→ **Text extract**:
·····

To arrive at such a data model, we need to clarify the basic unit of analysis. As the assessment is for each individual 
player, at first blush, it might appear that the player would be the natural unit of analysis. But because each player can play 
the game/simulation many times, a more appropriate choice of unit of analysis would be each time each player plays the 
game/simulation, which we call a session. A single player ID, session ID, and attempt ID are the minimum requirements 
to specify a session. Each session consists of many events of different types. To specify an event at the minimal level, we 
need at least the attributes shown in Table 1. 

So far, we have introduced the minimal set of attributes needed to describe a session and an event. In reality, there are 
different types of G/SBAs, and each type may have its additional unique features that need to be captured. Therefore, in 
addition to the minimal set of attributes, we should also allow users to add their additional attributes. First, at the session 
level, users may want to include more information about a given session, so we need to provide a placeholder for this 
extra information. Second, at the event level, users may have additional attributes to describe a given event, so we also 
need to provide a placeholder for this. As a result, aside from the attributes we set forth, we need to have two additional 
attributes, namely extended session data and extended event data, to accommodate the user-defined information. As we 
cannot predict the names and specifics for these user-specified fields in advance, we will use pairs of keys and values as 
placeholders; that is, each user-specified field is realized by a set of keys and the corresponding values. For example, if a 
user also wants to record the age of the player, the user can use 
key="age," value = 20 

Users can specify as many of these pairs as they want, and these pairs can be specified at both the session level and the 
event level. Such key and value pairs can be used to specify almost any complex attribute. Figure 3 is a schematic of the 
structure of the data model discussed.

·····

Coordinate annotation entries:
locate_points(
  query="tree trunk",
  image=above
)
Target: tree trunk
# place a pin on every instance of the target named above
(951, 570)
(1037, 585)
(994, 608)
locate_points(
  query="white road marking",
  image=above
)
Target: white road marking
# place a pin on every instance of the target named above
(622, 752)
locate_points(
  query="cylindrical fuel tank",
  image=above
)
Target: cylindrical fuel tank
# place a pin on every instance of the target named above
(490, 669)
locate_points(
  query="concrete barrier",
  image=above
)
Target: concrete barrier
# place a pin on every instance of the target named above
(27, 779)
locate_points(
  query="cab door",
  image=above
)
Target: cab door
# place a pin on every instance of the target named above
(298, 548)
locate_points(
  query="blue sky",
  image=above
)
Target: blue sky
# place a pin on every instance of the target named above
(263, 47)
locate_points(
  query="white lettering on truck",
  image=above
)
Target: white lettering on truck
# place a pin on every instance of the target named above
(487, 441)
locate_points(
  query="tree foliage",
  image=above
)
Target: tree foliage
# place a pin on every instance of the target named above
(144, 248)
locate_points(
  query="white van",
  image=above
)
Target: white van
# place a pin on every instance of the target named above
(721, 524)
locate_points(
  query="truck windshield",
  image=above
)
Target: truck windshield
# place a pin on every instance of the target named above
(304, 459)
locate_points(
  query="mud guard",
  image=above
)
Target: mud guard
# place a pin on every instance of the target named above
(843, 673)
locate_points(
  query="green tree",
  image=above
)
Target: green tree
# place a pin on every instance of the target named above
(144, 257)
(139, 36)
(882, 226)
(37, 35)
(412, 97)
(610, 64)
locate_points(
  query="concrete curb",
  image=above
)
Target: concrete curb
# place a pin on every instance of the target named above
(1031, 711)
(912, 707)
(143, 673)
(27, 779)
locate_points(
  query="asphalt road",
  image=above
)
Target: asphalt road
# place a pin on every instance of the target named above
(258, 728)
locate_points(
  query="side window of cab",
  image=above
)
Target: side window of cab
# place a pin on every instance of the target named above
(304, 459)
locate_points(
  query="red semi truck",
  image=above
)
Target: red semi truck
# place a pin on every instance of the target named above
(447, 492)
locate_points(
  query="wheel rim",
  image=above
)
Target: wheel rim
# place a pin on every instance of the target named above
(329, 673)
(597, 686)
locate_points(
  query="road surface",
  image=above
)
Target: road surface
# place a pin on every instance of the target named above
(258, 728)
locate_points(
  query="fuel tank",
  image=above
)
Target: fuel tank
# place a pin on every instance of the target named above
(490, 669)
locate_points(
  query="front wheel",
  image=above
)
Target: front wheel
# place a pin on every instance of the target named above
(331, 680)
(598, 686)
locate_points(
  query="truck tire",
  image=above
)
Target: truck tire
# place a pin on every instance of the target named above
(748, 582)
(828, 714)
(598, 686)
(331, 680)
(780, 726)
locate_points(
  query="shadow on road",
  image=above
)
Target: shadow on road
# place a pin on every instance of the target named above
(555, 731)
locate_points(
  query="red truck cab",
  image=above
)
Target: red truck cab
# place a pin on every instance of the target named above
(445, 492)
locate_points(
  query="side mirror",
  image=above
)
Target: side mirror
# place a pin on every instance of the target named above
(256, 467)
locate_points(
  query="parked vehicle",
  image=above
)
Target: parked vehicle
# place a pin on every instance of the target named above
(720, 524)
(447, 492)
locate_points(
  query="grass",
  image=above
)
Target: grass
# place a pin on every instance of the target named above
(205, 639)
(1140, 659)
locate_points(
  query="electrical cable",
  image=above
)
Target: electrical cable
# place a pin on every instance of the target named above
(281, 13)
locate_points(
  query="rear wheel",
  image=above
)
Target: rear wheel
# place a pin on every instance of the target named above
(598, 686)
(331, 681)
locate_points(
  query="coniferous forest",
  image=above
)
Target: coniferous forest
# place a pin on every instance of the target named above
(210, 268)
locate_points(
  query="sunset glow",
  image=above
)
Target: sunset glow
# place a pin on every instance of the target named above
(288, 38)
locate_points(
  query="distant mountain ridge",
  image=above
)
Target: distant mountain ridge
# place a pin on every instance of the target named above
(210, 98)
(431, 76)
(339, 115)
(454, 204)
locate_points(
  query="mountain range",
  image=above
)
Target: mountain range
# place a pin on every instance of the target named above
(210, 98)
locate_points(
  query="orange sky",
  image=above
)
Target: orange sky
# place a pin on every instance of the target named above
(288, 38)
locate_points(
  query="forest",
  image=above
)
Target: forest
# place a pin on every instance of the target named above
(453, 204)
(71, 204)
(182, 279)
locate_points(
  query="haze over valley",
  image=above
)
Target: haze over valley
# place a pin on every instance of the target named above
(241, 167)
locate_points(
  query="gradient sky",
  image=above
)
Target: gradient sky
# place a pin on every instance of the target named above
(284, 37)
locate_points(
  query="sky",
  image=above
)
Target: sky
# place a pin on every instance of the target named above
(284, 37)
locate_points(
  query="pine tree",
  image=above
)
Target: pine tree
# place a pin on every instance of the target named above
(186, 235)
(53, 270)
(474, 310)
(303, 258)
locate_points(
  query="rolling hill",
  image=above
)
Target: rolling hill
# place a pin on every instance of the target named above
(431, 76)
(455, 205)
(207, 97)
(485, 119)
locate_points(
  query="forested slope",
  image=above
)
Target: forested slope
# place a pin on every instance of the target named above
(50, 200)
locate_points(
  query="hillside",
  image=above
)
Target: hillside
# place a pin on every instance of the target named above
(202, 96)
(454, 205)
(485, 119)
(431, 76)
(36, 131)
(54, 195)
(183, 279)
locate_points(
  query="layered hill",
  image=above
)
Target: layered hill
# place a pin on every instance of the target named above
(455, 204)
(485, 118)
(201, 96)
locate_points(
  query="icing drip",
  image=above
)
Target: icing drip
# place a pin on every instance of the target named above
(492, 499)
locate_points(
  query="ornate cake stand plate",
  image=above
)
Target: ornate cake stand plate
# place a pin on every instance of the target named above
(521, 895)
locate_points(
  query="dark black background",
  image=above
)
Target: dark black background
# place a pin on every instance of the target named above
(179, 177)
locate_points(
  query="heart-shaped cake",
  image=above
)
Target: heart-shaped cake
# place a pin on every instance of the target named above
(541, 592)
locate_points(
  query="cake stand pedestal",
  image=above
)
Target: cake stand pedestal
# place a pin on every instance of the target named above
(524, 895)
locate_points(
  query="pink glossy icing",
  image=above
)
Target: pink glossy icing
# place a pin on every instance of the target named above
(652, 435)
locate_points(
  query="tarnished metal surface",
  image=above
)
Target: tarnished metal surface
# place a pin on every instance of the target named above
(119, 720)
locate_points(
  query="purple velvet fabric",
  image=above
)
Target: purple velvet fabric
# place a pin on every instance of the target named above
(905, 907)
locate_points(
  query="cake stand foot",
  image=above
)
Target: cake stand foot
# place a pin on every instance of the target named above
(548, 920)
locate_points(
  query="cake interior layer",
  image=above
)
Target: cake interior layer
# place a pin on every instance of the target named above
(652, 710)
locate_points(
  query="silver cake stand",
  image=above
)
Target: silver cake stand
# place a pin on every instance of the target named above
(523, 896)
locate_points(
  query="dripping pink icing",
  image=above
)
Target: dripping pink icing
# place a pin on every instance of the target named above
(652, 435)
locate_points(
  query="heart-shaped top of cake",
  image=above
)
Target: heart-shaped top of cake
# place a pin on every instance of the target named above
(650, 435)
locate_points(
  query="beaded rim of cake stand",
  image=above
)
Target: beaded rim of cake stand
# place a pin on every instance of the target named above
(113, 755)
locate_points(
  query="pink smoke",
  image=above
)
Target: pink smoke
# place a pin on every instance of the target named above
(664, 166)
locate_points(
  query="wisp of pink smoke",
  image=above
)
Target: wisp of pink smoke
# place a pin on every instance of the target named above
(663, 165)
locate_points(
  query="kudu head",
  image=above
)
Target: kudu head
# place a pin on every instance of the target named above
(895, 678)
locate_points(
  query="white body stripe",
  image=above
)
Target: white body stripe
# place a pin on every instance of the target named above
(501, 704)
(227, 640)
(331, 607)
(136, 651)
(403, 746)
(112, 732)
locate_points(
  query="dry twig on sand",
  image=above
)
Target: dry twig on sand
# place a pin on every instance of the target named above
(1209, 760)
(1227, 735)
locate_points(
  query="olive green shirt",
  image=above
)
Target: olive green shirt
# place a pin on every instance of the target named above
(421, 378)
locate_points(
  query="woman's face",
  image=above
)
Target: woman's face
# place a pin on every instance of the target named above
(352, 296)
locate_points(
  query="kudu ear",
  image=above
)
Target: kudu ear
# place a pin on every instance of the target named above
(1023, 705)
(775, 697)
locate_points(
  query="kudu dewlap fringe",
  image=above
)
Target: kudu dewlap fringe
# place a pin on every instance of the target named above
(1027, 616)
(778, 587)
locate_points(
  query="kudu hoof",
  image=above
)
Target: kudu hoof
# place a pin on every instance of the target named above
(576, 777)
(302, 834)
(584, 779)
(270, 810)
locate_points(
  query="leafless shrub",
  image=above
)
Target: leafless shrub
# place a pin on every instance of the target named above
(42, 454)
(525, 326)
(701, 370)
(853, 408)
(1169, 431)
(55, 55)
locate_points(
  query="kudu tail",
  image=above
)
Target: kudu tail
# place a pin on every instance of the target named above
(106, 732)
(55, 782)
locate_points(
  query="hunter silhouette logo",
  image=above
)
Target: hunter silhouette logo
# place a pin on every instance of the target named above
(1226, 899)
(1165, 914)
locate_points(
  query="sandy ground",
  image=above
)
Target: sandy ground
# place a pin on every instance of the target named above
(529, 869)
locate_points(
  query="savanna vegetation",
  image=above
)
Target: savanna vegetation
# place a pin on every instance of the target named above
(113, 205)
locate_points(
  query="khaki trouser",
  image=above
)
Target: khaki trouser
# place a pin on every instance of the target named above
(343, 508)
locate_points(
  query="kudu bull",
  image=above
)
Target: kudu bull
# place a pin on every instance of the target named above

·····

→ **Written exercise**: According to the data model text above, which identifiers are the minimum requirements to specify a session?

→ **Solution to the exercise**: A single player ID, session ID, and attempt ID.